Earlier this month, Dr. Jay Campbell and I had the pleasure of sharing the results of Blanchard’s 2026 HR and L&D Trends Survey in a live webinar with leadership, learning, and talent development professionals from around the world. What I appreciate most about this community is how responsive, curious, and optimistic it continues to be, even in the face of extraordinary workplace complexity.

This year’s dataset is especially timely. We closed the survey on November 16, making these findings among the freshest insights you'll gather about the year ahead. With nearly 500 completed responses representing organizations across the Americas, EMEA, and Asia-Pacific, the survey paints a nuanced picture of the challenges and opportunities HR and L&D teams will face in 2026.

Now that I’ve had time to reflect on the webinar and the rich discussion that followed, I’m sharing some of the key themes Jay and I believe will shape leadership and learning strategies in the coming year.

Leadership Capability: The Standout Challenge for 2026

One finding rose above the rest: leadership capability remains the number one organizational challenge. Nearly half of all respondents identified it as their biggest concern for the year ahead.

Why? Because in uncertain environments, leadership becomes the stabilizer, the multiplier, and the differentiator.

For executives in particular, change and agility are now the dominant pressure points. Organizations are navigating economic headwinds, AI disruption, shifting talent expectations, and new strategic demands—all at once. Leadership capability is no longer a nice-to-have; it’s foundational to organizational resilience.

HR’s Focus Endures—But the Stakes Feel Higher

Despite the shifting environment, HR’s priorities have held remarkably steady. Across roles and industries, leaders continue to center their work around:

·         Strengthening leadership bench depth

·         Retaining high performers

·         Enabling innovation and change

·         Attracting skilled talent

·         Creating a compelling employee experience

These enduring priorities reflect the foundational nature of HR’s role while highlighting the increasing pressure on HR teams to solve long-standing challenges under entirely new circumstances.

Hiring and Retention: The Landscape Gets Tougher

Another area where survey respondents signaled a continuing concern was talent acquisition and retention.

·         80% expect hiring to be more difficult in 2026

·         83% expect retention to become more challenging

The real story isn’t in the data. It’s in the why.

- [PROVIDED MATERIAL]

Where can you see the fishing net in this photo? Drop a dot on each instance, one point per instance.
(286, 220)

--

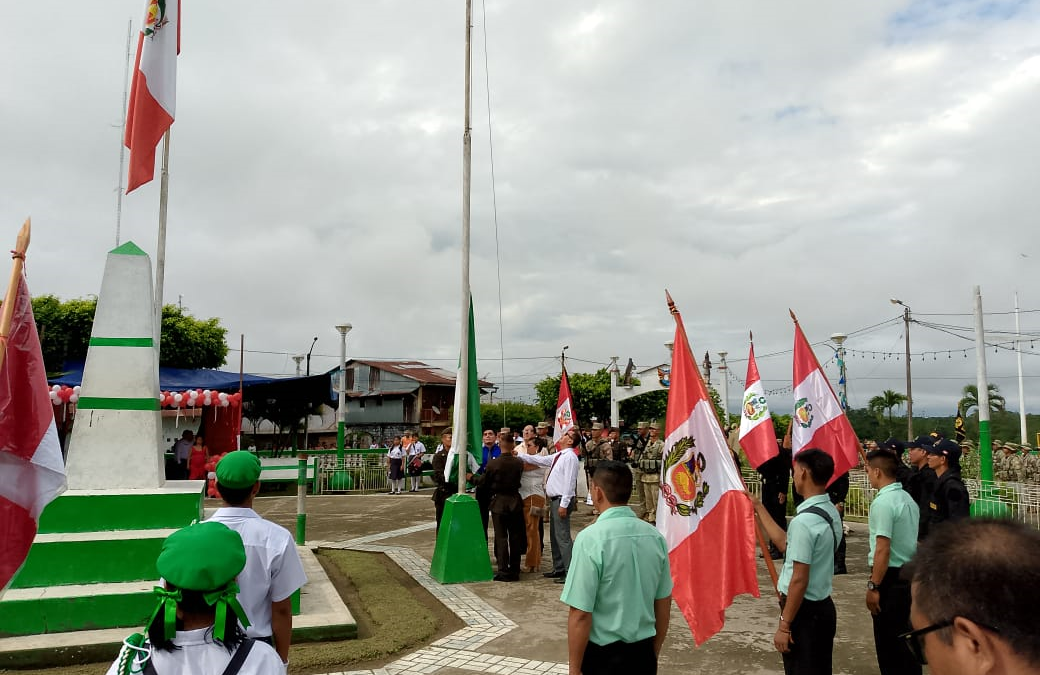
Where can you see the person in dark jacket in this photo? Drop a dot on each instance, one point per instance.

- [PROBLEMS TO SOLVE]
1. Please list the priorities that the HR and L&D trends survey piece says leaders across roles and industries continue to center their work around.
2. Write the next part of the HR and L&D trends survey piece, starting right after its final sentence.

- [ANSWERS]
1.
- Strengthening leadership bench depth
- Retaining high performers
- Enabling innovation and change
- Attracting skilled talent
- Creating a compelling employee experience

2.
For the first time, the top hiring barrier identified—outpacing even skill shortages and talent competition—was finding candidates who are the right culture fit. This suggests organizations are becoming more introspective about who they are and how they show up to the talent market.

On the retention side, three issues rose to the top:

·         Limited career growth

·         Burnout and workload

·         Dissatisfaction with leadership

Jay called this a “perfect storm,” and I agree. When promotions freeze, workloads spike, and leadership capability lags, trust and engagement quickly erode. Yet I was struck and encouraged by how many webinar participants shared creative, human-centered approaches they’re using to boost morale, connection, and well-being inside their organizations.

Training Budgets: Optimism Tempered With Pragmatism

For the first time in years, budget expectations reflect a more measured optimism. Respondents project an average 6.5% increase in training budgets, which is positive but lower than historic trends.

Notably, C-suite leaders anticipate a higher increase of around 8.5%, signaling continued executive commitment to developing people amid economic uncertainty.

Top drivers of budget decisions include:

·         Economic conditions

·         Organizational performance

·         Workforce capability needs

·         Inflation

·         New strategic priorities

That final factor, strategic direction, was new to the top five. This truly underscores how quickly priorities are shifting within organizations.

Where Learning Will Focus in 2026

When we asked where organizations plan to invest their learning resources, the message was unmistakable: focus on managers.

·         90% say mid-level managers will be a high or medium priority

·         88% say frontline managers will be, as well

These two layers of leadership bear the largest load in today’s environment. They are the translators of strategy, the keepers of culture, and the leaders who most directly impact engagement and retention.

Survey participants also shared new insights about how they expect to deliver learning. Respondents anticipate:

·         59% of experiences will involve some level of customization

·         45% of content will be purchased

·         55% will be built internally

This hybrid blend of internal and external solutions reflects both budget pressures and the push for relevance and integration.

Training Modalities: The New Normal Has Arrived

One of Jay’s and my favorite charts is the long-term trend in delivery modalities. Pre-2020, when we first started our Trends Survey, organizations predicted that roughly 70% of learning would be delivered in person.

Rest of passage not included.